Record extracts START

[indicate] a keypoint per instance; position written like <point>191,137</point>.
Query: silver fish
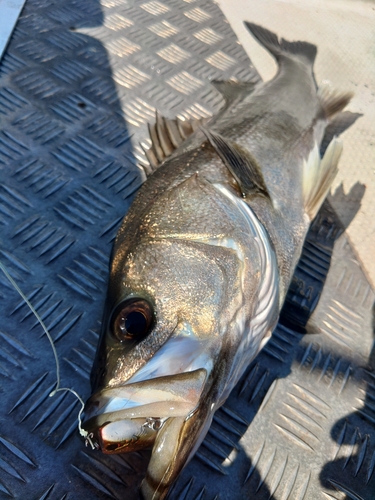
<point>202,261</point>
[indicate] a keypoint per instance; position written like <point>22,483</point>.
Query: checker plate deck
<point>78,83</point>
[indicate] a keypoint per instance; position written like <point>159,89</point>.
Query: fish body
<point>202,262</point>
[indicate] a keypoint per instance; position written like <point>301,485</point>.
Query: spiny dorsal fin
<point>166,136</point>
<point>232,90</point>
<point>318,175</point>
<point>241,164</point>
<point>333,101</point>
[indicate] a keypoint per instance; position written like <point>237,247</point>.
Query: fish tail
<point>279,48</point>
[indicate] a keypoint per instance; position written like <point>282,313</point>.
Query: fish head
<point>172,330</point>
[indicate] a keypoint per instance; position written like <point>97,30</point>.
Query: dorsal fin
<point>332,100</point>
<point>232,90</point>
<point>318,175</point>
<point>166,136</point>
<point>241,164</point>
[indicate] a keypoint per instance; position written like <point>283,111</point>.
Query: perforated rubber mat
<point>78,84</point>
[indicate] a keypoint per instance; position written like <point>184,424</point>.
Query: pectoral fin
<point>241,164</point>
<point>166,136</point>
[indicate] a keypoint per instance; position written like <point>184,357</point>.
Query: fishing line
<point>82,431</point>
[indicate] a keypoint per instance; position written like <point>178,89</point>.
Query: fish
<point>202,261</point>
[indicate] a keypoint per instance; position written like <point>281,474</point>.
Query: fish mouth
<point>127,418</point>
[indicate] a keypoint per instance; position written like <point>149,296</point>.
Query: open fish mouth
<point>127,418</point>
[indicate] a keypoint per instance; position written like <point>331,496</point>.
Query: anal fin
<point>241,164</point>
<point>318,175</point>
<point>166,136</point>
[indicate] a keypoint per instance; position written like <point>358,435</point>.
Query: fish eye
<point>132,320</point>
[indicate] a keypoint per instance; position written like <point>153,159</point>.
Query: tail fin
<point>279,48</point>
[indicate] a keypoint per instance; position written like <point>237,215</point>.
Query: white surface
<point>9,13</point>
<point>344,31</point>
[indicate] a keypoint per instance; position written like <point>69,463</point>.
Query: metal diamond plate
<point>78,84</point>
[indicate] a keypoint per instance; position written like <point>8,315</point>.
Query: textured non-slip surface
<point>78,84</point>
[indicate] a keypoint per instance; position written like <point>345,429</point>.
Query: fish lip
<point>181,393</point>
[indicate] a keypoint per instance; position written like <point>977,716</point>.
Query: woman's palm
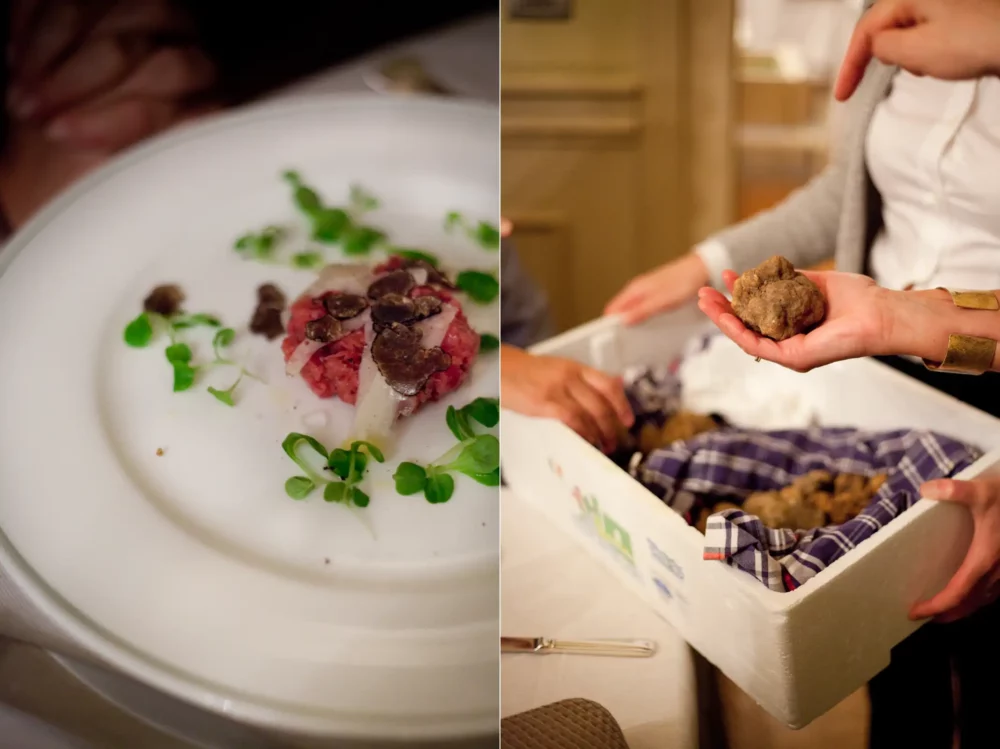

Record extracts END

### Aim of the exercise
Copy out the entries exactly. No pictures.

### Solution for this problem
[indicate] a keypoint per instance; position written like <point>191,137</point>.
Query: silver fish
<point>202,261</point>
[indicate] a keypoint per instance; position written like <point>22,483</point>.
Query: checker plate deck
<point>78,83</point>
[indicate] a keypoint per instance; position written like <point>159,89</point>.
Query: fish body
<point>202,262</point>
[indicate] a keypoint per instance; position written like <point>301,485</point>.
Query: spiny dorsal fin
<point>166,136</point>
<point>232,90</point>
<point>318,175</point>
<point>241,164</point>
<point>333,101</point>
[indicate] a keypoint per instance; position written like <point>237,247</point>.
Query: fish tail
<point>279,48</point>
[indicate] a keypoint per instance; position written like <point>282,313</point>.
Query: fish head
<point>172,330</point>
[indicate] a keypoint per instance; position written like <point>97,30</point>.
Query: dorsal fin
<point>332,100</point>
<point>232,90</point>
<point>318,175</point>
<point>166,136</point>
<point>241,164</point>
[indicate] a keypoint per instance; position written like <point>283,111</point>.
Query: perforated rubber mat
<point>78,84</point>
[indicate] a keypoint per instance; position written like <point>184,424</point>.
Query: pectoral fin
<point>241,164</point>
<point>166,136</point>
[indicate] a keypoint per instance; position written like <point>184,357</point>.
Query: fishing line
<point>82,431</point>
[indicate] a keypoint per instance; position written like <point>178,89</point>.
Query: fish
<point>202,261</point>
[indicate] a keypoint per instance; position written like <point>281,474</point>.
Query: fish mouth
<point>127,418</point>
[indicate] a keypoint per instance; position written like <point>149,296</point>.
Query: open fish mouth
<point>127,418</point>
[indicate] a keypoint per instance; position written like <point>331,496</point>.
Query: anal fin
<point>241,164</point>
<point>318,175</point>
<point>166,136</point>
[indicate] a keypoint per instance; position written like <point>358,435</point>.
Query: fish eye
<point>132,320</point>
[indicate] a keypoint per instance; position written like <point>153,159</point>.
Query: tail fin
<point>279,48</point>
[indicate] a keypoint per instance; position written like <point>237,215</point>.
Query: white surface
<point>9,13</point>
<point>344,31</point>
[indicate] a keypoint per instance; position written like <point>69,463</point>.
Query: metal diamond plate
<point>78,84</point>
[indicate] a keypoint per instance; position written like <point>8,315</point>.
Query: textured non-slip surface
<point>78,84</point>
[indicate] a keypoint per instance; position written like <point>345,429</point>.
Query: fish lip
<point>181,393</point>
[indicate] a keypoint per instance; position written like <point>977,716</point>.
Query: woman's palm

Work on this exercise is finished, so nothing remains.